PROBLEM DESCRIPTION: How many lines in the entries below contain the word "Target"? Reply with the number only.

##### MATERIALS PROVIDED #####

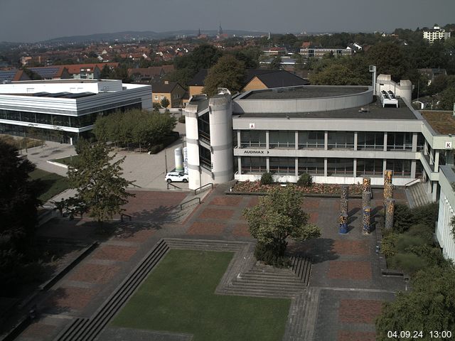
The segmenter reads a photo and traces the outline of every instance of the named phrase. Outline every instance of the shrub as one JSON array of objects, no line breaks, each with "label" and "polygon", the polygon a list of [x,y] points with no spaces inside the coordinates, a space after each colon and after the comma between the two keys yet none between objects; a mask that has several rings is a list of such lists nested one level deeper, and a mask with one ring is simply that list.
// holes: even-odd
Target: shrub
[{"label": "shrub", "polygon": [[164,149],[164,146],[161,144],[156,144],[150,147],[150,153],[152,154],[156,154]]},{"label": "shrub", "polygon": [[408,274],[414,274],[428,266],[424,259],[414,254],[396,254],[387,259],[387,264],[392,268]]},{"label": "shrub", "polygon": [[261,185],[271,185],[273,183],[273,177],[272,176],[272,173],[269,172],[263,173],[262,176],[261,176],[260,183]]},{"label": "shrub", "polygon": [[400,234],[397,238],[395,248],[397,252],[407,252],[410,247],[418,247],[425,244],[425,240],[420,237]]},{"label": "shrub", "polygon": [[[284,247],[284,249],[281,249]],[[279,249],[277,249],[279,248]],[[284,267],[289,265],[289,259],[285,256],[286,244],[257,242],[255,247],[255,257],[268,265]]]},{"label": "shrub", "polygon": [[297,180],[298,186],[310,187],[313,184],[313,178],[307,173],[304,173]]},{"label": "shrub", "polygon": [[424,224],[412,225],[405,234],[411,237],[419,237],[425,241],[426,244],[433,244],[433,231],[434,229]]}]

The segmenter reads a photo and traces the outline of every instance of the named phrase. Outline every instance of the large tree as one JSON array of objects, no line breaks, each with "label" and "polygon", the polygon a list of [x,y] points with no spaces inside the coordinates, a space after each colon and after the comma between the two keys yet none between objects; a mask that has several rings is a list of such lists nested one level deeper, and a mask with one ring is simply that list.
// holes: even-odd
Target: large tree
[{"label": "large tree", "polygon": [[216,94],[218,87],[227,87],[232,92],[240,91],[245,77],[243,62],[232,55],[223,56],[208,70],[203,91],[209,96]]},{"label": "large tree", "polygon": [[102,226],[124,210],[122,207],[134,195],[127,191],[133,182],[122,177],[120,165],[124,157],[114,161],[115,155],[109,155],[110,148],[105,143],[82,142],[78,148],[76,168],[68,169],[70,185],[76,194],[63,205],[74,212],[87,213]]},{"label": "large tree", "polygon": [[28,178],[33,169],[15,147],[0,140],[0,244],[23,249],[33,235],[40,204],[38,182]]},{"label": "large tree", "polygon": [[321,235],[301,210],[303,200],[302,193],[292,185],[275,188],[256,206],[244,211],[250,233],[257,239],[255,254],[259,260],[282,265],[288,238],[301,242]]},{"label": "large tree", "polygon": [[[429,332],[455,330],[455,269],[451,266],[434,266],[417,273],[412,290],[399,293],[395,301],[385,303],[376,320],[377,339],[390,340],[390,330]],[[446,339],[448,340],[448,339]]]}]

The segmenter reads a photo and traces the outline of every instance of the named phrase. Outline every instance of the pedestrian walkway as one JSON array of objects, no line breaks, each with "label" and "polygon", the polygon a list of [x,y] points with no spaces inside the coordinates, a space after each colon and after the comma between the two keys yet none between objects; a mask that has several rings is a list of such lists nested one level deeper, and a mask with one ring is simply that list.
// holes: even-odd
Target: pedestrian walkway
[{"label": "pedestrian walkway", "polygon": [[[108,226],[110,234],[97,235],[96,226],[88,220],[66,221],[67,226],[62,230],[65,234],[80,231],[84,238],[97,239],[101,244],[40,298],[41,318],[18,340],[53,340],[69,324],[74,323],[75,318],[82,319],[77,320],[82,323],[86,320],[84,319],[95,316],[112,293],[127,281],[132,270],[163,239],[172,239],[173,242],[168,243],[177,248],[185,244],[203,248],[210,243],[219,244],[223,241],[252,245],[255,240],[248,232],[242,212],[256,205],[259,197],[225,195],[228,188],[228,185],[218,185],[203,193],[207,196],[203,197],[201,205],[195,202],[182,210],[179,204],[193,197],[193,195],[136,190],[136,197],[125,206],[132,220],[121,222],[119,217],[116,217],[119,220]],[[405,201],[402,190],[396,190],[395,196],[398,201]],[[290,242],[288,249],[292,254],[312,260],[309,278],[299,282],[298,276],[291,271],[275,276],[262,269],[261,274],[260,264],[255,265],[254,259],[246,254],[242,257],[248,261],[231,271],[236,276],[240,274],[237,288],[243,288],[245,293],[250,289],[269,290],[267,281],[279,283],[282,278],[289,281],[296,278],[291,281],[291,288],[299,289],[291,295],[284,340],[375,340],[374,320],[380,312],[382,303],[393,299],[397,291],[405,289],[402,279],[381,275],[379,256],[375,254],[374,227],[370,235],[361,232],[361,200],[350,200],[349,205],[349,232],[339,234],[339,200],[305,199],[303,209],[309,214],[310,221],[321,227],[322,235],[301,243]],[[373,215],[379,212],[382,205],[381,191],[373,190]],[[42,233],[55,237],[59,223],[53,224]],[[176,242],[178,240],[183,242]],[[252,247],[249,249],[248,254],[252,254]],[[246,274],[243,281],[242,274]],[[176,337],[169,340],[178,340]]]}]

#####

WRITTEN ANSWER: 3